§ **EXERCISES**:
**A)** Answer these questions about the post on Schrödinger's cat:
(i) What got the writer thinking?
(ii) Why can't the cat scenario be expressed in quantum terms?
(iii) Where does the paradox lie?
**B)** Reproduce the stretch of the post on Schrödinger's cat from "What, you can’t" through "in superposition states.".

§ **PAGE**:
>>>
Tuesday, January 24, 2017

Killing the cat?

This graphic from New Scientist, and conversations last night at the Science Museum, got me thinking. Using Schrödinger’s cat as a way to illustrate the differences between interpretations of quantum theory is a nice idea. But it suffers from the flaw that challenges the entire thought experiment. In order to be able to talk about the scenario in quantum terms, we need to be able to express it in quantum terms. But we can’t, because “live cat” and “dead cat” are not well-defined quantum states.

What, you can’t tell a live cat from a dead cat? Nonsense! Well yes, it is; but that’s not we’re asking here. What quantum property is it, exactly, that characterizes the superposition state, and that will enable you, unambiguously and in a single shot, to distinguish the two classical states? Live and dead are not quantum variables, and I’m not at all sure that they can be correlated even in principle with quantum variables that can be placed in superposition states.

Schrödinger’s point was not, in any case, that these are two different states of a macroscopic object, but that they are logically exclusive states. The paradox lies not in “two states at once”, but in “two contradictory states at once”. He was pointing not to “weird behaviour” predicted by quantum theory, but to logical paradoxes.
<<<
§ **RECORD LIST**:
>>>
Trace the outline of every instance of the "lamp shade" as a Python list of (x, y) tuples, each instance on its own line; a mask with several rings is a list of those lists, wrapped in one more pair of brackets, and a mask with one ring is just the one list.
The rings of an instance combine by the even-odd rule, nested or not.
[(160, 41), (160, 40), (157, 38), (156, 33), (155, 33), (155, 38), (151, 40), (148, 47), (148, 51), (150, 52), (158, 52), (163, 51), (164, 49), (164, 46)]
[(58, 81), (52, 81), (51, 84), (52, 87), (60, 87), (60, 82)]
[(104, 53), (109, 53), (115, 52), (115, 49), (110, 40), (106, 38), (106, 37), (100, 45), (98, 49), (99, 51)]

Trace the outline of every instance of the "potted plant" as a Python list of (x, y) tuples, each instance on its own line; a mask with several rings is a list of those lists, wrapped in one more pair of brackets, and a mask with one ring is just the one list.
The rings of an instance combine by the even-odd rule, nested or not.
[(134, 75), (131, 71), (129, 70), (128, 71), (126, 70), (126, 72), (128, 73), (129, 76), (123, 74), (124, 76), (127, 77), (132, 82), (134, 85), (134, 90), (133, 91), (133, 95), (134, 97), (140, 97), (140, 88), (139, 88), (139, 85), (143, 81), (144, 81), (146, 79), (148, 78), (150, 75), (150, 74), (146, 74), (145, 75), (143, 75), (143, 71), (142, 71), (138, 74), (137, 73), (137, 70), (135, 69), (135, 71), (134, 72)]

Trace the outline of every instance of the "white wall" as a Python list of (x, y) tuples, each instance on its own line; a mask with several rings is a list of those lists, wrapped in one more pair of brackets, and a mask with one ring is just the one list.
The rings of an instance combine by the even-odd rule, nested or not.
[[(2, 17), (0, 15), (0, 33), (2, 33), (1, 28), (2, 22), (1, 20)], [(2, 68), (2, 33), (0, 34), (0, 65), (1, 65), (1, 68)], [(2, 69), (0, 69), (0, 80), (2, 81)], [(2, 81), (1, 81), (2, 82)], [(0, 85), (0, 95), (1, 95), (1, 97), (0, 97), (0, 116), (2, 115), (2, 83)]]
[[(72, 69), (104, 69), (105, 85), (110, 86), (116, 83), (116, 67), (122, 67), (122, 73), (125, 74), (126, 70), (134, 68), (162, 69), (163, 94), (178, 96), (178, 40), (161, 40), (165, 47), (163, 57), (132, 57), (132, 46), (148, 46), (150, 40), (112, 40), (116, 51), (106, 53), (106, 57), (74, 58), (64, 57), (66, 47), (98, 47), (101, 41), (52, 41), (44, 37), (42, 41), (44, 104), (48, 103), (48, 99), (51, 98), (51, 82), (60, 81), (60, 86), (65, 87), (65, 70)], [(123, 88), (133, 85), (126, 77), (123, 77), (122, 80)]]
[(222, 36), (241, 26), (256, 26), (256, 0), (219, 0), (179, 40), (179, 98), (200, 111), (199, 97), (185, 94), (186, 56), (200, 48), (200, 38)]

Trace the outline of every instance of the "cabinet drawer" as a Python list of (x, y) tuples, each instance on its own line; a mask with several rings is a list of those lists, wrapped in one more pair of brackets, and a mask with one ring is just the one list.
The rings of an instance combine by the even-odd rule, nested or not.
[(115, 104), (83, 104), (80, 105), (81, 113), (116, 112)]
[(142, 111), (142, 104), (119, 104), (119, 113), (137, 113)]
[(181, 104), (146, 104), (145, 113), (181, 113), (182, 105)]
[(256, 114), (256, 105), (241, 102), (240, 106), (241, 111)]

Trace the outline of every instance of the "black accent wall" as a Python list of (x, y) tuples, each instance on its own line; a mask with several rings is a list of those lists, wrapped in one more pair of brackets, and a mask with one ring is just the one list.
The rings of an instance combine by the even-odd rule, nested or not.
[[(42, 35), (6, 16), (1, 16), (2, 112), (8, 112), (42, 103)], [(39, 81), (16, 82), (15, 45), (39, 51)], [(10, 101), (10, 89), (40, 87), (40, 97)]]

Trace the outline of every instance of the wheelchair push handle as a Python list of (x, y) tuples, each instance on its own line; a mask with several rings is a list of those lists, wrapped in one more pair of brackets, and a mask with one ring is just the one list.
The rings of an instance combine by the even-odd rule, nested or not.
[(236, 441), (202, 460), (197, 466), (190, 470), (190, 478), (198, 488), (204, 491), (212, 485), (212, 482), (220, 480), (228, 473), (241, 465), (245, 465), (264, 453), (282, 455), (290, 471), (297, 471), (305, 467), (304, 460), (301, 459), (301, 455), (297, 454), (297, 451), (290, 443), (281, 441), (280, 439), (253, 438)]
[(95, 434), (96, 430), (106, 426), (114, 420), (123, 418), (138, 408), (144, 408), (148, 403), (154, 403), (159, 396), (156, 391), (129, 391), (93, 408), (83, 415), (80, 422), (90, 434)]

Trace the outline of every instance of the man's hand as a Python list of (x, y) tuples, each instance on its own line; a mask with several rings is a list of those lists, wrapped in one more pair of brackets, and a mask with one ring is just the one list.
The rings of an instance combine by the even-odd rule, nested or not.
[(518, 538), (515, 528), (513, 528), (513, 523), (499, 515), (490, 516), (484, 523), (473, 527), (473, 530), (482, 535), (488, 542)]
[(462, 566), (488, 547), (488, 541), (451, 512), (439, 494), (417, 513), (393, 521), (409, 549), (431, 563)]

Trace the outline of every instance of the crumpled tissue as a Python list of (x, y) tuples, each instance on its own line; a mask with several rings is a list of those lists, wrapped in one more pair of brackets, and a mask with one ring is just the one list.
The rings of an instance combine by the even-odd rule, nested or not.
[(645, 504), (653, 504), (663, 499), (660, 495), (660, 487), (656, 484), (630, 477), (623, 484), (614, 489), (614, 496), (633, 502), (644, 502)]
<<<
>>>
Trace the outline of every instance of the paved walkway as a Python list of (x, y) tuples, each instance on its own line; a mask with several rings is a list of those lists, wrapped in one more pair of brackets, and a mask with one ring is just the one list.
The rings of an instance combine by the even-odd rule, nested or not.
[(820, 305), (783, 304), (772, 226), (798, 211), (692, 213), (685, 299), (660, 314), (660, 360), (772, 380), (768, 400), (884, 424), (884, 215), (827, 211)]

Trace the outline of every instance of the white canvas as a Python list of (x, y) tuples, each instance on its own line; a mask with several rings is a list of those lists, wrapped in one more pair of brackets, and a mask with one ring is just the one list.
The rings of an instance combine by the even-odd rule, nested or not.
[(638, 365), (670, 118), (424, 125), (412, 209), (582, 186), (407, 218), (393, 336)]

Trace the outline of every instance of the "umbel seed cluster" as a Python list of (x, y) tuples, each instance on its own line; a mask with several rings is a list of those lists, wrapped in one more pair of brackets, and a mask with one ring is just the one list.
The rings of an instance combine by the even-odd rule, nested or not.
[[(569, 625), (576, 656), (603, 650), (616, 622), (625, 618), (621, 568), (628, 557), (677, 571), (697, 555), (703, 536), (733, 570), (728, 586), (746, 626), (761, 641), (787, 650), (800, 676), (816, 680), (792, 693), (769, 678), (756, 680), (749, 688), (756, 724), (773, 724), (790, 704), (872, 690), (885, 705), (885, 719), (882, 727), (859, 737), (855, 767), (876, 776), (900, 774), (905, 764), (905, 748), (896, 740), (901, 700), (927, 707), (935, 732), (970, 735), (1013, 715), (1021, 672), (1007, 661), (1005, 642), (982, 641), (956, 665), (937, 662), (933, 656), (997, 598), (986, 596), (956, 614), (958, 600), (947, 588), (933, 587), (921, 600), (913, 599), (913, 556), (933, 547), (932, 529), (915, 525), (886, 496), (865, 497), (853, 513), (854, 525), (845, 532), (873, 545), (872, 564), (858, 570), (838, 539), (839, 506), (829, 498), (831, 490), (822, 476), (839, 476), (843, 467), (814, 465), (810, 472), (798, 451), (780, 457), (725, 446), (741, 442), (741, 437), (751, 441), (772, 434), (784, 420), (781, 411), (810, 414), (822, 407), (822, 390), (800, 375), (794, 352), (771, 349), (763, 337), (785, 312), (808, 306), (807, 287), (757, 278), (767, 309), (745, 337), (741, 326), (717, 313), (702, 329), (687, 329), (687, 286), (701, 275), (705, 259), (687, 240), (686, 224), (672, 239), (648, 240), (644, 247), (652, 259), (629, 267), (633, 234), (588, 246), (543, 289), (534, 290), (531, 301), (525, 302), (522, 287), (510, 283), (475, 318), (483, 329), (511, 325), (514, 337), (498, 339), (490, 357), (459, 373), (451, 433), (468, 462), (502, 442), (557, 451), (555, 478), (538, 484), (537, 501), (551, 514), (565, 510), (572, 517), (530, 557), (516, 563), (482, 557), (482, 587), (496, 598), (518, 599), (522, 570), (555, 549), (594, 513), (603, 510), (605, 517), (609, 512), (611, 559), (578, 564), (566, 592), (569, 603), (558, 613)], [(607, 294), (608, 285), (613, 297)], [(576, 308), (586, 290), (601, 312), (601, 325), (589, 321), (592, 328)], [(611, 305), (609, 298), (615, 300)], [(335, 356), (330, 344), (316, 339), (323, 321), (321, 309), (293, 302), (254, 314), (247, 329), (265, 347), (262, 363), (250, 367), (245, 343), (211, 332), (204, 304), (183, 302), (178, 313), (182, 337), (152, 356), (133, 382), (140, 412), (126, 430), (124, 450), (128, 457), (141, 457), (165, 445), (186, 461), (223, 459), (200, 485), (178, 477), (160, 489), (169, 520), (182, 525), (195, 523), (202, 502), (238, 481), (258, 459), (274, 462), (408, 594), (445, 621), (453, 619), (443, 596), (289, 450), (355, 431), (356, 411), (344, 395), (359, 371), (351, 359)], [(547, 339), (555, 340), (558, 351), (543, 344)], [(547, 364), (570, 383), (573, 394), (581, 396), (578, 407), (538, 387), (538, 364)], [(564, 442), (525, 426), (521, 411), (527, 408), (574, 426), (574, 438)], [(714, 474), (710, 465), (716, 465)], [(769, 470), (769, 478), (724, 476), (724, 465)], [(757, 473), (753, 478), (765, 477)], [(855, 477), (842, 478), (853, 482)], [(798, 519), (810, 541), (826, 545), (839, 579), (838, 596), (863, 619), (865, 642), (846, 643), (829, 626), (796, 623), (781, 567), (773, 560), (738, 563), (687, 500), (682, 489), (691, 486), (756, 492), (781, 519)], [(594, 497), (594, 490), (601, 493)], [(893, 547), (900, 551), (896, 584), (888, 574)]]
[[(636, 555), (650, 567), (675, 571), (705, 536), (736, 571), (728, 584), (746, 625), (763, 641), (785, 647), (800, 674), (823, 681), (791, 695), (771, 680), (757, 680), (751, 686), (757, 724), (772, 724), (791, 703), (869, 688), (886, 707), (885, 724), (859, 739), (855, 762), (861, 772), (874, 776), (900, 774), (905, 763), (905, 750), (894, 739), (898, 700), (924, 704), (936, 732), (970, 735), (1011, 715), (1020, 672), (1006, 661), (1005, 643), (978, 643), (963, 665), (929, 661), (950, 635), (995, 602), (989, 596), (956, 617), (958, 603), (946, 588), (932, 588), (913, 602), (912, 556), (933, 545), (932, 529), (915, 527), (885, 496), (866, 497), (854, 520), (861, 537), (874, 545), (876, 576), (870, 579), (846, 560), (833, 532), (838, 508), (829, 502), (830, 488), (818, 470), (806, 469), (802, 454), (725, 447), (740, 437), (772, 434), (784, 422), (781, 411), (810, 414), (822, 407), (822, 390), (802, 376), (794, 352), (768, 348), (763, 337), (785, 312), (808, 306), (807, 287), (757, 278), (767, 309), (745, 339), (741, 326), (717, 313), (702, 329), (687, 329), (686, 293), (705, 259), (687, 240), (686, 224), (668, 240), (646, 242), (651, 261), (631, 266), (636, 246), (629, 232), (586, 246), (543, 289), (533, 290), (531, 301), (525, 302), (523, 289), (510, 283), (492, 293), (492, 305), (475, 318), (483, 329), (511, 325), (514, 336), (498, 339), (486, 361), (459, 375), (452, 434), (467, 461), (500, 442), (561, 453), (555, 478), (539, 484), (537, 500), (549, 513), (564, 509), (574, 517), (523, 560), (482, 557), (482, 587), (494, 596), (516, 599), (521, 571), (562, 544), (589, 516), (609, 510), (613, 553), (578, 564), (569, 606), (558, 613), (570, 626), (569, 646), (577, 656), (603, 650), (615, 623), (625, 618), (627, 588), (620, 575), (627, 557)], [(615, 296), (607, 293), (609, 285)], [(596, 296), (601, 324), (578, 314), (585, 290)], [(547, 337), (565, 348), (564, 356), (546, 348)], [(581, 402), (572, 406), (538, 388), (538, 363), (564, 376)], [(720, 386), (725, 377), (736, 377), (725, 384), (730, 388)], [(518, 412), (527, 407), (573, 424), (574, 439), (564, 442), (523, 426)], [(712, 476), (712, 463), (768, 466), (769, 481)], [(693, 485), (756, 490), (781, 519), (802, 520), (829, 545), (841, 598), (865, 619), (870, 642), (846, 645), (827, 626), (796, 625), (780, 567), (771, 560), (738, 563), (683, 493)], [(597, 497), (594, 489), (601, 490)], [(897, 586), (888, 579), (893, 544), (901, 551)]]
<<<
>>>
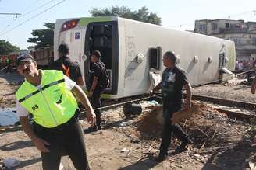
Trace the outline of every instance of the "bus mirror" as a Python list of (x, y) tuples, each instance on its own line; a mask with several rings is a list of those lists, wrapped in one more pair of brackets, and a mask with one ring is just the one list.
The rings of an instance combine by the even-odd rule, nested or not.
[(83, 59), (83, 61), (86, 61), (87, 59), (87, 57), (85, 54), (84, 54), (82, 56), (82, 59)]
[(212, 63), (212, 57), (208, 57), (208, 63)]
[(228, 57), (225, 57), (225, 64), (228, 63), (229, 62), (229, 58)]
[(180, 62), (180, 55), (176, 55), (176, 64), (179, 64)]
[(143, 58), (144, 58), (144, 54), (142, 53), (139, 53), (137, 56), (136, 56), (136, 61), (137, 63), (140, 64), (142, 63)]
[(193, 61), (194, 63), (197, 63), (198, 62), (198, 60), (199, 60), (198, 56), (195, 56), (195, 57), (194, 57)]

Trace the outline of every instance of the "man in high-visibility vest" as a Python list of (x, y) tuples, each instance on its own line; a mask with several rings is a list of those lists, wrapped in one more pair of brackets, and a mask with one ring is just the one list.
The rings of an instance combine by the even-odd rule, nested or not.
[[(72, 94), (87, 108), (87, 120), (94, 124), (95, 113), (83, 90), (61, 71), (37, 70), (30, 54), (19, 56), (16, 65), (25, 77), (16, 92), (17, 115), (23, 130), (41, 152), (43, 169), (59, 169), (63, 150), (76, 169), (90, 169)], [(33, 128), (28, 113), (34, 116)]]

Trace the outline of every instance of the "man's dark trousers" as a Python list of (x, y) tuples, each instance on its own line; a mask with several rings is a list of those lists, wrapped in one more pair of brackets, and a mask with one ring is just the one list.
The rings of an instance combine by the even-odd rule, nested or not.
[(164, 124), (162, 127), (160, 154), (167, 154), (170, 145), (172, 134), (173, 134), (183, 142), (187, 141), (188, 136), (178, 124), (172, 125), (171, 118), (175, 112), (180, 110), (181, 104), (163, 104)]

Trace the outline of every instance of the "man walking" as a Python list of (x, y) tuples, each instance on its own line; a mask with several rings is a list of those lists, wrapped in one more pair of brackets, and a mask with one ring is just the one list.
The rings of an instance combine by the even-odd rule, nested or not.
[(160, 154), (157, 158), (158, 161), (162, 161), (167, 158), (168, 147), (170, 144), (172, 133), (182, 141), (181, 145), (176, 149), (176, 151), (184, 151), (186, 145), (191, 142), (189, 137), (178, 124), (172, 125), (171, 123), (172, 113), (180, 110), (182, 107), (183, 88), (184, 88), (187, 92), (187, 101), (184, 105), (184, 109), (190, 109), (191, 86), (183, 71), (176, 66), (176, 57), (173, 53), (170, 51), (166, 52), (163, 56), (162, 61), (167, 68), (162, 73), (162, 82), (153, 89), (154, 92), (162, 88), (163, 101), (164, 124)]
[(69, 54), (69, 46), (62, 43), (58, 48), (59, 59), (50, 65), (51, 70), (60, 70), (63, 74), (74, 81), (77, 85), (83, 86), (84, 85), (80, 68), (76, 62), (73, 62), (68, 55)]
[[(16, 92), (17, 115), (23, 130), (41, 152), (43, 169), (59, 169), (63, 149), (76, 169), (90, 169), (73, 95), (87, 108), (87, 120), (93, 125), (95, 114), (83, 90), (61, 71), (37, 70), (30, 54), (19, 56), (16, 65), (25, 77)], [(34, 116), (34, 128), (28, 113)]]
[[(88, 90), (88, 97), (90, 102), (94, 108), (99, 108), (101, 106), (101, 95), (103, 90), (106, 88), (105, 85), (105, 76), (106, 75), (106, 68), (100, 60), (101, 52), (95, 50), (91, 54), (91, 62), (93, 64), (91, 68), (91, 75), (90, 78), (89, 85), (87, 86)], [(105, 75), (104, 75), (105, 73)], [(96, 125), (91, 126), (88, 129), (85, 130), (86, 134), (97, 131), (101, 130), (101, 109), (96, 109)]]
<<<
§ **SOLUTIONS TO EACH TASK**:
**A)**
(i) A graphic from New Scientist and conversations the night before at the Science Museum.
(ii) "Live cat" and "dead cat" are not well-defined quantum states.
(iii) The paradox lies not in "two states at once" but in "two contradictory states at once."

**B)**
What, you can’t tell a live cat from a dead cat? Nonsense! Well yes, it is; but that’s not we’re asking here. What quantum property is it, exactly, that characterizes the superposition state, and that will enable you, unambiguously and in a single shot, to distinguish the two classical states? Live and dead are not quantum variables, and I’m not at all sure that they can be correlated even in principle with quantum variables that can be placed in superposition states.